#### What is required
Please rewrite the lines below, swapping every "young girl kneeling" for "kneeling child" and keeping the rest unchanged. Leave the pictures out of your answer.
--- START OF Entries supplied ---
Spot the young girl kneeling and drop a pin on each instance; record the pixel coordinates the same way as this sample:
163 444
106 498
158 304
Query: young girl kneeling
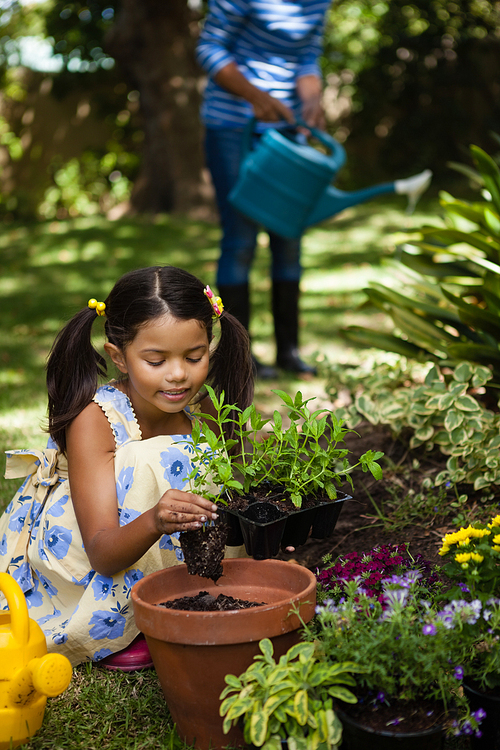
105 503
--- END OF Entries supplied ---
#### In response
Spot the kneeling child and drop a pin on each instance; record the pixel coordinates the same way as this sample:
163 444
106 498
158 304
Query: kneeling child
105 503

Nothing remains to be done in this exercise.